:: Information provided
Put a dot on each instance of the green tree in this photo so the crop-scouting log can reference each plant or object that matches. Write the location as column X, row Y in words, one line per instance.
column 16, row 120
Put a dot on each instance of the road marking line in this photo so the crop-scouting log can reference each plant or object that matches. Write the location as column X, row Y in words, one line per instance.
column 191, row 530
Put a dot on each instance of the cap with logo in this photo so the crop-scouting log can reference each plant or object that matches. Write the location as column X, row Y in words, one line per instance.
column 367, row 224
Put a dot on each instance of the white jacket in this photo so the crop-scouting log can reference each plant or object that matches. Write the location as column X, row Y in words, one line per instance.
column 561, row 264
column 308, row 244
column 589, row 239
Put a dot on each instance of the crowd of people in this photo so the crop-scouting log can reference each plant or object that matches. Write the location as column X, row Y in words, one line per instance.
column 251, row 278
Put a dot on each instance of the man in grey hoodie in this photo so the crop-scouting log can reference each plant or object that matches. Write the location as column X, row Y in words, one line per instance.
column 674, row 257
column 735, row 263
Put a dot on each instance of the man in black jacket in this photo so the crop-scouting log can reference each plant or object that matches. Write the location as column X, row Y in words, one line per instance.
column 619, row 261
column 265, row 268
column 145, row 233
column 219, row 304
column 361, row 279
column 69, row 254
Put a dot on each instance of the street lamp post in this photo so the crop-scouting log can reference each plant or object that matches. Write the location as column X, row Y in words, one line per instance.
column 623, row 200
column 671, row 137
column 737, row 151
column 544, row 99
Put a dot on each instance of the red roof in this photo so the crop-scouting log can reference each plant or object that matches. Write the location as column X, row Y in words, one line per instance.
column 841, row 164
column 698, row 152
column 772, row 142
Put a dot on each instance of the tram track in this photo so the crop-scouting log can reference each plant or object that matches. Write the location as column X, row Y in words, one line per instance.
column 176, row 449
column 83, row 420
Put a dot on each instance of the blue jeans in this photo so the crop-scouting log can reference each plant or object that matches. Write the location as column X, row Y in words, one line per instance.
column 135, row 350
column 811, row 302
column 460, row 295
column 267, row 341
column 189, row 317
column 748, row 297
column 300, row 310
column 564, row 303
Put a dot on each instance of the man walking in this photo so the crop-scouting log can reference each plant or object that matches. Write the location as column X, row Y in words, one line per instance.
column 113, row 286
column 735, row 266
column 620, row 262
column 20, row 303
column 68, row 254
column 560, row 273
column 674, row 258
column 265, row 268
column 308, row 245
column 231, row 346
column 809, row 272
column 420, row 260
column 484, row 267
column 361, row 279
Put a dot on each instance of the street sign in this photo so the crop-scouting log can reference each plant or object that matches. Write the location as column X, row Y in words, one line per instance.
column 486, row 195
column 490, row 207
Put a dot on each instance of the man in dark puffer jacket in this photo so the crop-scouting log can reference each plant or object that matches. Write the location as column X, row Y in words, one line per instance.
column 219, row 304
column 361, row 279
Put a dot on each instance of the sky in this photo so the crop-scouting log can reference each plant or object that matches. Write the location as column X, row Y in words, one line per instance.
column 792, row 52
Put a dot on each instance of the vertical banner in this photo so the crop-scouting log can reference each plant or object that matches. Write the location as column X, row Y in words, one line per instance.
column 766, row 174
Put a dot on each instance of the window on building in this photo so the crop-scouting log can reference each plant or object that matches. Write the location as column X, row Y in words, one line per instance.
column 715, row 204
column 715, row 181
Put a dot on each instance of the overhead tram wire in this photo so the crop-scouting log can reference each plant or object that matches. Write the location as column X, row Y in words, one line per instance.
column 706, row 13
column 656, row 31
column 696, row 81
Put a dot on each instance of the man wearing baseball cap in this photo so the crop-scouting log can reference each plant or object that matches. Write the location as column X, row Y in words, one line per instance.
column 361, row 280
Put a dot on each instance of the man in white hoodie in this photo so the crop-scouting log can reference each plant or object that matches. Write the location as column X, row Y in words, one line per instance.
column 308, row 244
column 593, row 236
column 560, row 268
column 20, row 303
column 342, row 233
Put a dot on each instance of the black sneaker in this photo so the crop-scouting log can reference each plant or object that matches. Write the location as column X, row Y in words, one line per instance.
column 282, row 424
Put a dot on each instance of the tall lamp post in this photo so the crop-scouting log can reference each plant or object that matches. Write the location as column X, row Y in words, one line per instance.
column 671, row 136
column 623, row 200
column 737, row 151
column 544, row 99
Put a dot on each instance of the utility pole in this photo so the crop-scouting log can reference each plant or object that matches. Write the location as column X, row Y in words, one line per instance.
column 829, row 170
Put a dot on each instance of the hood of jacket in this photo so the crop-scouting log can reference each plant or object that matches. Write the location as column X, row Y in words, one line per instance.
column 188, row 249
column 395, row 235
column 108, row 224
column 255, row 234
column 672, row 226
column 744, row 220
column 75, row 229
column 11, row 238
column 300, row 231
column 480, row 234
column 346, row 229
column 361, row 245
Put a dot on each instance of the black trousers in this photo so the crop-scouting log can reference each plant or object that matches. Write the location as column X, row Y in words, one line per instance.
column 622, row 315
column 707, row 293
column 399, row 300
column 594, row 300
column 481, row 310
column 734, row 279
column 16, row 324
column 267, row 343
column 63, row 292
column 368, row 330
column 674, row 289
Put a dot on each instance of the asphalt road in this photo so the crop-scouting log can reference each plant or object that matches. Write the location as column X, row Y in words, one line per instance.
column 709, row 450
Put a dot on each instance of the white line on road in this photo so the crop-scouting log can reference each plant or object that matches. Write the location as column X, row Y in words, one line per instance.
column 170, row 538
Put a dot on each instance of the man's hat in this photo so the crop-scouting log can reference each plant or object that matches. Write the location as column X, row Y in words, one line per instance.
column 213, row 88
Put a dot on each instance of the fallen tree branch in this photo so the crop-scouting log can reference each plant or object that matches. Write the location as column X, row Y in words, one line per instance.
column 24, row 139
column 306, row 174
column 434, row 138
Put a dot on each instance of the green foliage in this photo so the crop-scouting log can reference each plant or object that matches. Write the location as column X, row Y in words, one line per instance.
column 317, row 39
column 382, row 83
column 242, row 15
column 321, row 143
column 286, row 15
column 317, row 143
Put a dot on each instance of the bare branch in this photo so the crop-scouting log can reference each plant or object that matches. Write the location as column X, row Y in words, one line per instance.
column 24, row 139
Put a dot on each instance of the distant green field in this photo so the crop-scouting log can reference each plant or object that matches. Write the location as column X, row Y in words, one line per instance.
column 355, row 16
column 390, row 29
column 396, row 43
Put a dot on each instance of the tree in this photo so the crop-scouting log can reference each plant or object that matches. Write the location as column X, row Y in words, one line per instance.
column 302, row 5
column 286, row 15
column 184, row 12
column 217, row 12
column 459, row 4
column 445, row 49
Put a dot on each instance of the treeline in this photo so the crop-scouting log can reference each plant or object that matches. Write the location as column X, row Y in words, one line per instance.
::::
**Task objective**
Make a verbatim copy of every entry shown above.

**Finished task**
Put a dot on each instance of the green tree in this photo so the crop-scouting log can reference each plant or object that matches. Write the location as column X, row Y in words, one line per instance.
column 16, row 120
Put a dot on each instance of the road marking line in this photo so the crop-scouting log can reference each plant or object that matches. Write the location as column X, row Y in words, one line per instance.
column 191, row 530
Put a dot on each instance of the cap with logo in this photo so the crop-scouting log can reference each plant or object that matches. Write the location as column X, row Y in words, one line per instance.
column 367, row 224
Put a dot on each instance of the white jacket in this photo so the crop-scouting log can reference each plant or object that matches. Write the location as column X, row Y in words, one line per instance.
column 561, row 264
column 308, row 244
column 589, row 239
Put a dot on each instance of the crowd of people in this photo so the crop-scouting log can reference each plant or object that matches. Write the location as column X, row Y in words, one line per instance.
column 251, row 278
Put a dot on each instance of the man in grey hoodie in this photo so the crop-scouting log can reference each plant or object that matches. Write the location as column X, row Y in words, one line per instance.
column 674, row 257
column 735, row 263
Put a dot on each instance of the man in black jacket in this photo so the crop-scouting log can reference each plant or object that matches. Write the location as column X, row Y in words, one line per instance.
column 619, row 261
column 265, row 268
column 145, row 233
column 219, row 304
column 361, row 279
column 69, row 254
Put a dot on each instance of the street lamp post in this photo so the crop-scouting log can reference each plant or object that matches. Write the location as column X, row Y in words, one line per instance.
column 623, row 200
column 671, row 137
column 737, row 151
column 544, row 99
Put a dot on each instance of the red roof in this photo so the crop-scouting log can reference each plant or object that matches. Write the location as column X, row Y in words, one line per instance.
column 841, row 164
column 698, row 152
column 772, row 142
Put a dot on each instance of the tram track in this photo so the crop-scouting log can reference each plant or object that matches. Write the location as column X, row Y in words, one line per instance.
column 176, row 449
column 83, row 420
Put a dot on each instance of the blue jeans in this photo so the crop-scouting log can reference each plant or object that matches. Write the location as column X, row Y in words, one line per instance.
column 135, row 350
column 811, row 302
column 460, row 295
column 267, row 341
column 189, row 317
column 748, row 297
column 300, row 310
column 564, row 303
Put a dot on each instance of the man walking in this photo so the crop-scouting log can reference each plant or object that matches. Write the location as column X, row Y in words, one line per instance.
column 113, row 286
column 735, row 266
column 620, row 262
column 20, row 303
column 68, row 254
column 560, row 273
column 674, row 258
column 265, row 268
column 308, row 245
column 231, row 346
column 809, row 272
column 420, row 260
column 484, row 267
column 361, row 279
Put a dot on each instance of the street sign in this photo so the crop-scouting log can reference each plant or object that matches. Write the location as column X, row Y in words, one line per instance.
column 486, row 195
column 490, row 207
Put a dot on each instance of the man in dark puffer jacket in this photo so the crop-scouting log can reference each plant or object that matches. Write the location as column X, row Y in words, one line per instance.
column 219, row 304
column 361, row 279
Put a dot on each instance of the sky in this photo so the crop-scouting log can reference each plant or object that matches. Write the location as column X, row Y in words, one line per instance.
column 792, row 52
Put a dot on each instance of the vertical banner in this photo so the crop-scouting log can reference each plant or object that matches. Write the location as column X, row Y in words, one line per instance.
column 766, row 174
Put a dot on each instance of the window on building in this photo so the crop-scouting log can reference each plant or object that matches. Write the location as column X, row Y in words, one line per instance.
column 715, row 204
column 715, row 181
Put a dot on each instance of the overhead tram wire in this photo so the crop-scouting log can reference each plant or object that matches. Write the location as column X, row Y in words, one line per instance.
column 706, row 13
column 656, row 31
column 696, row 81
Put a dot on each instance of the man wearing baseball cap in this photo so the crop-scouting log can reference each plant or object that matches. Write the location as column X, row Y in words, one line per instance.
column 361, row 280
Put a dot on each instance of the man in white hoodie in this photo so the crop-scouting log can reference each plant or object that matches. Write the location as column X, row Y in words, one line per instance.
column 308, row 244
column 593, row 236
column 560, row 268
column 20, row 303
column 342, row 233
Put a dot on each instance of the black sneaker in this photo so the crop-scouting log can reference each plant or object that matches. Write the location as column X, row Y in words, one line per instance.
column 282, row 424
Put a dot on each instance of the tall lamp post in this photo so the crop-scouting log can reference each plant or object that matches. Write the location as column X, row Y in words, one line per instance.
column 671, row 136
column 623, row 200
column 737, row 151
column 544, row 99
Put a dot on each instance of the utility pole in this photo so the crop-scouting log can reference each plant or object that matches. Write the location as column X, row Y in words, one line per instance.
column 829, row 170
Put a dot on each instance of the hood of jacket in this photo so the crop-scouting log can reference each plant or object that matches. Write the location as column X, row Y in words, one line per instance.
column 188, row 249
column 395, row 235
column 108, row 224
column 255, row 234
column 672, row 226
column 744, row 220
column 75, row 229
column 11, row 238
column 300, row 231
column 480, row 234
column 346, row 229
column 361, row 245
Put a dot on each instance of the black trousers in this photo so the crop-scouting log can reference each plant or object that matches. Write the location as column X, row Y in words, one line per instance.
column 622, row 315
column 707, row 293
column 399, row 300
column 594, row 300
column 481, row 310
column 734, row 279
column 16, row 324
column 267, row 343
column 63, row 292
column 368, row 330
column 674, row 289
Put a dot on each instance of the asphalt road in this photo so the crop-scouting log can reference each plant or object that matches. Write the location as column X, row Y in words, one line per instance.
column 709, row 450
Put a dot on each instance of the white line on road in this photo so the crop-scouting log can reference each plant or object that matches. Write the location as column X, row Y in words, one line per instance.
column 170, row 538
Put a dot on each instance of the man's hat in this photo so the crop-scouting log can reference each plant or object that matches. Write the location as column X, row Y in words, one line per instance.
column 213, row 88
Put a dot on each instance of the fallen tree branch in this photo so the crop-scouting log can reference each plant or object that matches. Write the location as column X, row Y in words, one line per instance.
column 24, row 139
column 306, row 174
column 434, row 138
Put a dot on each instance of the green foliage in this photo so the crop-scouting log can reference each plant or object that matches. Write the location as column X, row Y in words, one line per instance.
column 317, row 39
column 382, row 83
column 242, row 15
column 321, row 143
column 286, row 15
column 317, row 143
Put a dot on each instance of the bare branch in this photo so the crop-scouting log can reference each plant or object that matches. Write the location as column X, row Y in words, one line per instance.
column 24, row 139
Put a dot on each instance of the distant green field in this photo so the crop-scouting log can reference each plant or object that matches. Write the location as column X, row Y in words, one line per instance.
column 355, row 16
column 390, row 29
column 396, row 43
Put a dot on each instance of the tree in this photo so the crop-scouting log can reference each plant or object that matches. Write the location as column X, row Y in words, one line per instance.
column 302, row 5
column 286, row 15
column 184, row 12
column 217, row 12
column 459, row 4
column 445, row 49
Put a dot on each instance of the treeline in this photo so the crop-scouting log can reference each plant or object that matches. Write the location as column X, row Y in words, one line per instance.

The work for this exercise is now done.